■ Exercise requirements
Take each line of the records below that contains the string "duvet" and copy it.

Stored data entries:

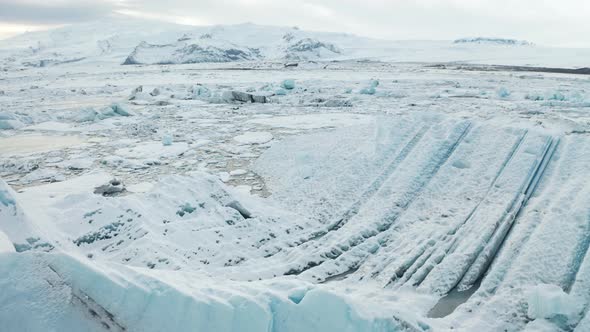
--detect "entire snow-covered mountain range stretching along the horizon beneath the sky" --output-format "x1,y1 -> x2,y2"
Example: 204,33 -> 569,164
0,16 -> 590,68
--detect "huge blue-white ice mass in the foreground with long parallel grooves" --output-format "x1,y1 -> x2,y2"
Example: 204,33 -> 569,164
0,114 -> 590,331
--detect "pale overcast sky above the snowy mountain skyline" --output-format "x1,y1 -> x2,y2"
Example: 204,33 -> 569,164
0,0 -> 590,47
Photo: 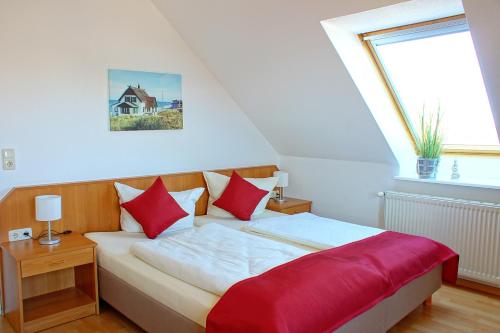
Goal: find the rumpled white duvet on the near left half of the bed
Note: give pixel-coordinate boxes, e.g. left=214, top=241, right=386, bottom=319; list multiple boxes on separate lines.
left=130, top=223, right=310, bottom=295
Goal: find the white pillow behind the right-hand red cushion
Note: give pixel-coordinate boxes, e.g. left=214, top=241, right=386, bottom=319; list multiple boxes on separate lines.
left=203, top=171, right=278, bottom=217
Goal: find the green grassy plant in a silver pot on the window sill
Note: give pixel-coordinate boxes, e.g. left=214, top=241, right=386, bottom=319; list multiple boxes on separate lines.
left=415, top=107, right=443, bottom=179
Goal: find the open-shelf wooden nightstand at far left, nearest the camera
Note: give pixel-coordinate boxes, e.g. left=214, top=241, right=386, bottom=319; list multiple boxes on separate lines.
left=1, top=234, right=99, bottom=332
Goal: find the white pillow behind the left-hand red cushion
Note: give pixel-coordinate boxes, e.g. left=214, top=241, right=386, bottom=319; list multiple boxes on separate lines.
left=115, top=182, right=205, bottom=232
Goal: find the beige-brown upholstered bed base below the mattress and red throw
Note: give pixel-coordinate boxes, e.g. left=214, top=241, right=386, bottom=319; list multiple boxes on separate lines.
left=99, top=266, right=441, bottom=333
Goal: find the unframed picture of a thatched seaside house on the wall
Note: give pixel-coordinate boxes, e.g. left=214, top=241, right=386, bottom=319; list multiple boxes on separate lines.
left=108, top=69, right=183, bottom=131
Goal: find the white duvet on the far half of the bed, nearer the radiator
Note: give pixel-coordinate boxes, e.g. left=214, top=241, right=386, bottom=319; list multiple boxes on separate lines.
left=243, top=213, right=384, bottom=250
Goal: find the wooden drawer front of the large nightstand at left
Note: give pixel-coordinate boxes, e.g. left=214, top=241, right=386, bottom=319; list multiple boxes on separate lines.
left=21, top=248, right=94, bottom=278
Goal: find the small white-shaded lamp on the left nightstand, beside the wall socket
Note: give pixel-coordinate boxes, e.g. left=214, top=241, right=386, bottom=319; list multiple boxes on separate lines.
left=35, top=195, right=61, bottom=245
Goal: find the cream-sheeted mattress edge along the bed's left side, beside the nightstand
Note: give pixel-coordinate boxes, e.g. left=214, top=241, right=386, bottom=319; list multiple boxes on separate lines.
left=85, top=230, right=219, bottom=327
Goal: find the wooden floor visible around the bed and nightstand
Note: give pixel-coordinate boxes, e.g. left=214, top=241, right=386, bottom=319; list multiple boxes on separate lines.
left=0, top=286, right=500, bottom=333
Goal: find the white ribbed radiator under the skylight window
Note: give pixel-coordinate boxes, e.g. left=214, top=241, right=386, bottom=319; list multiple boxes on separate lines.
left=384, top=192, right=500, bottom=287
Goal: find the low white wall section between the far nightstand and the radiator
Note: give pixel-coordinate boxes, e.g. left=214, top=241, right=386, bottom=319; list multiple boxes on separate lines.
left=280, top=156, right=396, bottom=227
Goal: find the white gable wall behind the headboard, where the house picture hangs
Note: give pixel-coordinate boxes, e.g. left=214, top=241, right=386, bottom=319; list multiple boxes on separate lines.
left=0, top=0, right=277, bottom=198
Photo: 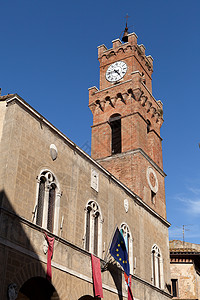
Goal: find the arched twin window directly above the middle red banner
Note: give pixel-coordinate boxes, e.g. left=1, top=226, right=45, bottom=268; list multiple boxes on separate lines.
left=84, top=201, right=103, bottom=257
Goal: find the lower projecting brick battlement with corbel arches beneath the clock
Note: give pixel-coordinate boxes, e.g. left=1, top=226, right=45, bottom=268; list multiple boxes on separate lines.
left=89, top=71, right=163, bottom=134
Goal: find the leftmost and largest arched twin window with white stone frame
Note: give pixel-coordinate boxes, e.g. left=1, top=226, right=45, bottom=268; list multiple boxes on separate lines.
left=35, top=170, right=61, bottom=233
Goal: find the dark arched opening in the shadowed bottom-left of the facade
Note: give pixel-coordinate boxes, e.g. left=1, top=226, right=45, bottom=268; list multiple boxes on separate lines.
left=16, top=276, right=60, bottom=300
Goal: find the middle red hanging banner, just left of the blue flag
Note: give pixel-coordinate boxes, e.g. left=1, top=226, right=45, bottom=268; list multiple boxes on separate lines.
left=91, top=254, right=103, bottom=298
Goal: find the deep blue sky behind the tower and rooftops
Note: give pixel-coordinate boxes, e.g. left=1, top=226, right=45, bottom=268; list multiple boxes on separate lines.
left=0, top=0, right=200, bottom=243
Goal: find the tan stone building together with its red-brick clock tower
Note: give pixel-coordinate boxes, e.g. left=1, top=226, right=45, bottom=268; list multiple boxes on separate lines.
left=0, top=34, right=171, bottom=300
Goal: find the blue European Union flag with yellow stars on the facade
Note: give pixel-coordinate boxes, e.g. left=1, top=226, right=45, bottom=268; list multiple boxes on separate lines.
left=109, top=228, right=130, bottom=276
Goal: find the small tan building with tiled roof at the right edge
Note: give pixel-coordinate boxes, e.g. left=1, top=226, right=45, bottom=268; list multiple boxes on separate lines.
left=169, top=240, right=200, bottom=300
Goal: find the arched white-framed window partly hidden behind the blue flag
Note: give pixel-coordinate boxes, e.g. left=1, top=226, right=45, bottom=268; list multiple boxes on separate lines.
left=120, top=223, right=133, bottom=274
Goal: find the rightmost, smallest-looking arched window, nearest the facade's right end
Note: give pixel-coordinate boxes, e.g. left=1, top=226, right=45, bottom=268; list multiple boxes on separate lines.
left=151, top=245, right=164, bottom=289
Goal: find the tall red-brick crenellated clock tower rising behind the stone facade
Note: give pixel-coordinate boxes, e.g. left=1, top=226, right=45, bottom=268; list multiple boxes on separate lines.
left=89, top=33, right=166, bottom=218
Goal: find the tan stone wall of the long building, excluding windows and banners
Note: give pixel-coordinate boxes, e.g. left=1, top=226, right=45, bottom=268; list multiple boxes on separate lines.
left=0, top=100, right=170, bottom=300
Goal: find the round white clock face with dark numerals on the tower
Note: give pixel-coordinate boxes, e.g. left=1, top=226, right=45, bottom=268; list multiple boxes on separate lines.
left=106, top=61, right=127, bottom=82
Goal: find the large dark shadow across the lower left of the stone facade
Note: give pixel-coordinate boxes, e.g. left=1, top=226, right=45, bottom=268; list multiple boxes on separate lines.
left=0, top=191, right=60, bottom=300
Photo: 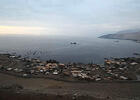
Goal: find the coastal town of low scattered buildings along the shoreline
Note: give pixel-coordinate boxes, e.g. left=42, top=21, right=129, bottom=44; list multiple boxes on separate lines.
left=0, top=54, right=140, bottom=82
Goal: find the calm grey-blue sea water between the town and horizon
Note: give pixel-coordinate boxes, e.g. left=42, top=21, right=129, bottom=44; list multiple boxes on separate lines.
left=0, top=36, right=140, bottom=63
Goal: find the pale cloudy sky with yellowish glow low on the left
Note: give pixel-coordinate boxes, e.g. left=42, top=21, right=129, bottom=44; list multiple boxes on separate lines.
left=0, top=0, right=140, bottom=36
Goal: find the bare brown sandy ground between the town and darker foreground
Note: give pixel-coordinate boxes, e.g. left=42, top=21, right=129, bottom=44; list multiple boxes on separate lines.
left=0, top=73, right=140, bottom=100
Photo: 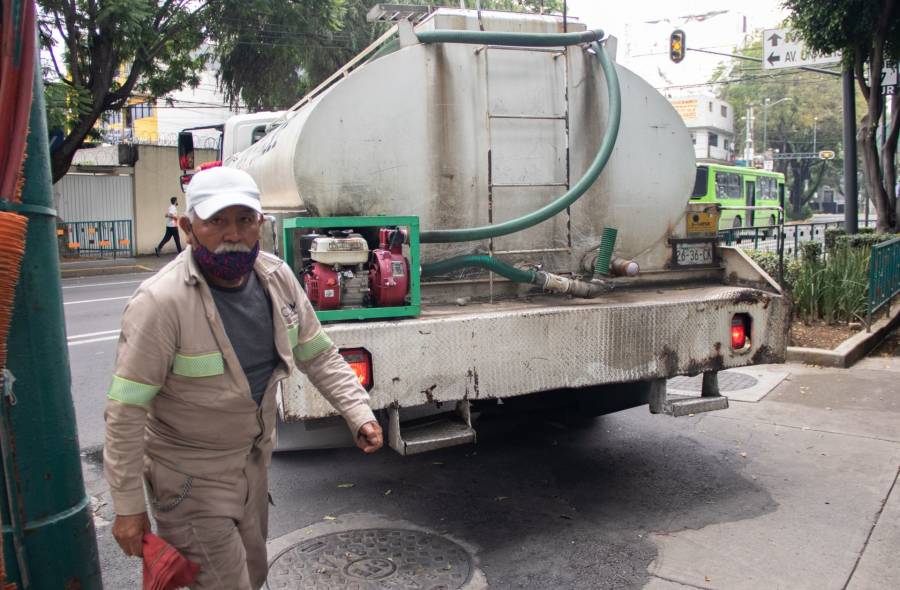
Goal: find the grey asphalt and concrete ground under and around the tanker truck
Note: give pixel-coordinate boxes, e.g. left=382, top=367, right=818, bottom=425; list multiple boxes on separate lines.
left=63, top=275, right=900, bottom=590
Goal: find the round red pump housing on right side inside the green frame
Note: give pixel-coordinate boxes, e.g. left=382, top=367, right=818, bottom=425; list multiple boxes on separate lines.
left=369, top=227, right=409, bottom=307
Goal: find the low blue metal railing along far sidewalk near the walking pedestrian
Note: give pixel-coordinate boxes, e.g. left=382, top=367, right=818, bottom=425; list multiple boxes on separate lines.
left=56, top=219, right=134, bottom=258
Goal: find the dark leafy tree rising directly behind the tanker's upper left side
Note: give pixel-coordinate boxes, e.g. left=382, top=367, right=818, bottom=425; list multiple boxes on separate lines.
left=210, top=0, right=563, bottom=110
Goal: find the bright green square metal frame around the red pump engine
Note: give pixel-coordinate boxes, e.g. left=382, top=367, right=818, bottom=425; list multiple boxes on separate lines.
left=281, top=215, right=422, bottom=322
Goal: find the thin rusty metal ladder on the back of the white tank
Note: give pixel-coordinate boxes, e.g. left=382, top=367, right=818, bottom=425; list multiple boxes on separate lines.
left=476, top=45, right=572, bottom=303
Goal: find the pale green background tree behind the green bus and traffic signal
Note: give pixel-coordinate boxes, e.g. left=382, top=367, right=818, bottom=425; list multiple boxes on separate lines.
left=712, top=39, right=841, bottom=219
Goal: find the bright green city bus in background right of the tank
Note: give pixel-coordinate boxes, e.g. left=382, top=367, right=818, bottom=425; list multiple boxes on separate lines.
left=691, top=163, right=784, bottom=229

■ Exercise solution
Goal: find the rumpled white duvet on the near left half of the bed
Goal: find the white duvet on the far half of the bed, nearer the radiator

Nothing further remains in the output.